** Selected extract **
---------------

King Leopold II, remembered today as Belgium's Builder King, reigned from 1865 to 1909. A constitutional monarch who, like many of his contemporaries, longed for the bygone days of absolute power, he was nonetheless an unusually influential and activist king who helped make Belgians free, prosperous and secure.

Belgium's good works during Leopold's reign are almost uncountable. He oversaw the expansion of political freedom with the adoption of universal adult male suffrage in competitive elections, putting his country on a firm footing to become a modern democracy.

On the economic front, he encouraged free-trade policies that guided Belgium to remarkable growth. In little Belgium, coal production — the engine of industry in 19th century Europe — rose to such heights that it almost equaled that of France.

Social policy, too, moved briskly ahead. Primary education became compulsory, and with the 1881 School Law, girls were assured access to secondary education.

Moreover, Leopold's policies provided greater protection for women and children than was then the norm in most of Europe. Thanks to legislation passed in 1889, children under 12 could not be put to work and, after they turned 12, their workdays were limited to 12 hours — a radical departure from prevailing policy of the time.

When the Belgian economy was racked by a major economic crisis in 1873, Leopold helped improve the lot of the poor with pro-labor reforms, including granting workers the right to strike — a right that was still hotly resisted in the United States half a century later.

He promoted truly ambitious public works projects, including massive road and railway construction designed to reduce unemployment, promote urbanization and increase business opportunities. He was way ahead of Franklin Delano Roosevelt and Barack Obama in recognizing how to stimulate employment and economic prosperity by building up infrastructure.

King Leopold, in short, was a great reformer at home, a founder of Belgium's long years of peace and plenty.

But then there was the Congo. Though he never set foot in Africa, Leopold also ruled over the Congo Free State for nearly a quarter of a century (1885-1908).

---------------

** Collected material **
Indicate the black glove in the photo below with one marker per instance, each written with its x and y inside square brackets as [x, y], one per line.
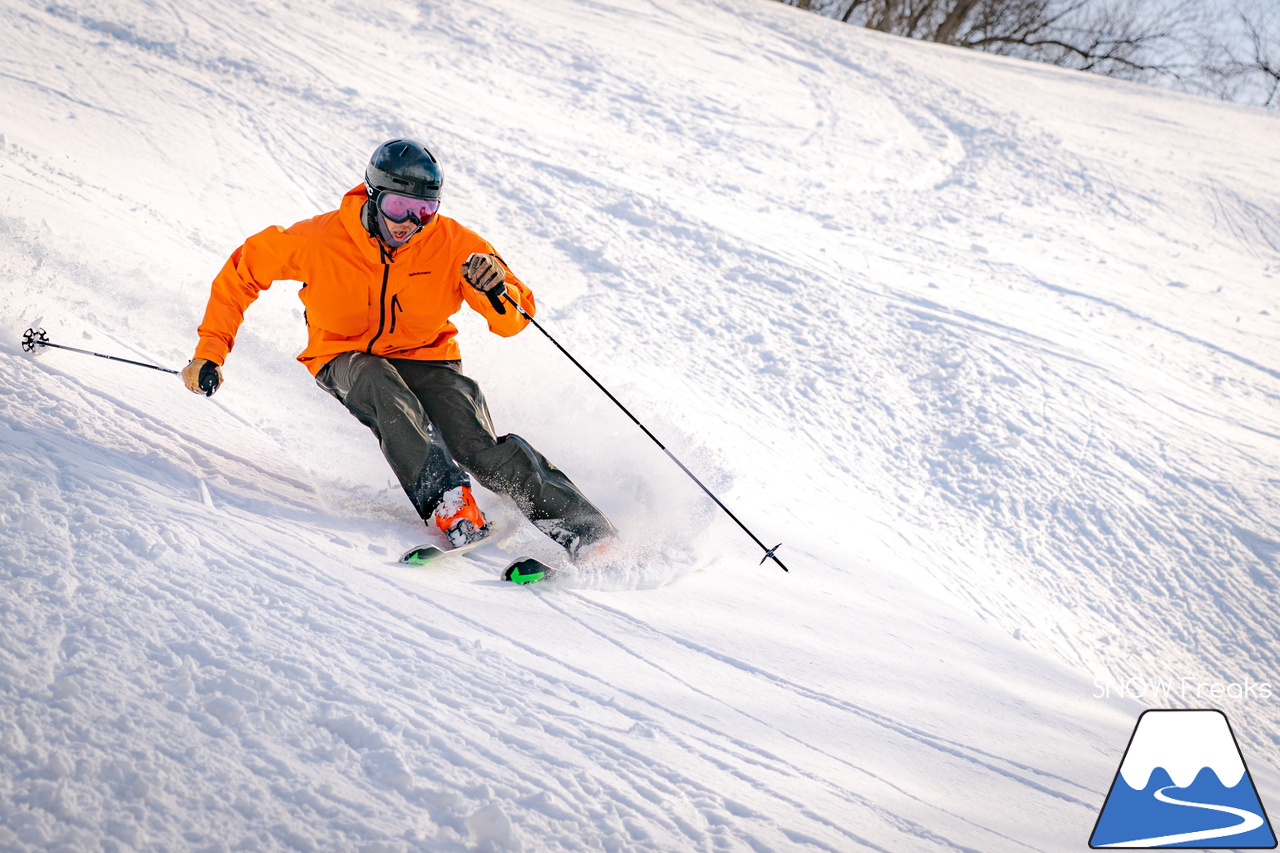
[210, 378]
[487, 274]
[201, 377]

---------------

** Set tasks **
1. Write out the stretch of the passage on King Leopold II from "Social policy, too, moved" through "of the time.", word for word.
2. In the passage on King Leopold II, which year's law assured girls access to secondary education?
3. Pick up the passage on King Leopold II after its last sentence and keep it going.
The lines have no connection to the passage on King Leopold II.

** Responses per task **
1.
Social policy, too, moved briskly ahead. Primary education became compulsory, and with the 1881 School Law, girls were assured access to secondary education.

Moreover, Leopold's policies provided greater protection for women and children than was then the norm in most of Europe. Thanks to legislation passed in 1889, children under 12 could not be put to work and, after they turned 12, their workdays were limited to 12 hours — a radical departure from prevailing policy of the time.

2. The 1881 School Law.

3.
He built his personal wealth in the Congo — first by extracting high-priced ivory from the region and then by exploiting the even more lucrative rubber trade that developed there.

Unlike in Belgium, there was no chef de cabinet (roughly prime minister), and no voters among the Congo's approximately 30 million people to limit what he could do.

Because it was his personal property, Leopold was free to exert the absolute rule he could not have at home. His "police," the Force Publique, became the key to governing the Congo.

Their job was to extract wealth for him (and for themselves) by ensuring the vast exportation of rubber to meet world demand. This band of butchers was led by a small number of Europeans who kidnapped and enslaved Congolese as soldiers who were in turn responsible for making sure that rubber quotas were met.

Slave labor was the Force Publique's preferred mode of production, so its soldiers set about enslaving Congolese men, women and children. Leopold's "police" received low salaries but could earn big commissions by meeting or exceeding their rubber quotas.

Unrestricted by any law governing their conduct except, literally, the law of the jungle — and provided with a huge financial incentive through the commission system — these soldiers of sorrow, from the very bottom of the ladder to the very top, used whatever means they saw fit to meet the quotas.

The incentives included not only riches for those who succeeded, but the severest punishment for those who failed, including beatings and even death. To avoid this fate, the police tortured, maimed and often murdered those below them who threatened (or could be claimed to have threatened) rubber production.

Rewarded for killing people allegedly engaged in anti-government activities and needing to account for every bullet they spent, soldiers quickly took to indiscriminate mutilation of innocent souls as a way to boost their counts — and thereby their fees. They went so far as to chop off the right hands of women and children to provide evidence of their work on behalf of Leopold's interests.

Perhaps as many as ten million people were murdered at the hands of the Force Publique in their pursuit of wealth for Leopold and, of course, for themselves.

In contrast to Leopold's progressive policies in Belgium, virtually nothing was invested in improving conditions in the Congo. Roads were built only where they helped move rubber to market. Laws protecting women and children or workers’ right to strike were unheard of. Much as Leopold worried about protecting the security of his Belgian subjects, he worked to undermine the security of his Congolese subjects.

Just about the only items exported to the Congo were weapons for the Force Publique, while vast riches flowed back to Europe. Indeed, it was this extraordinary imbalance in trade that eventually led to the revelation in Belgium that Leopold was growing rich through slavery and much worse.

In 1908, the evidence of atrocities reached such a level that they could no longer be denied, and Leopold, with great reluctance, surrendered his control over the Congo to the Belgian government. The ministers who were then put in charge certainly did not rule it well but, compared to Leopold, they were a significant improvement.

How could King Leopold II have ruled two places at the same time in such dramatically different manners?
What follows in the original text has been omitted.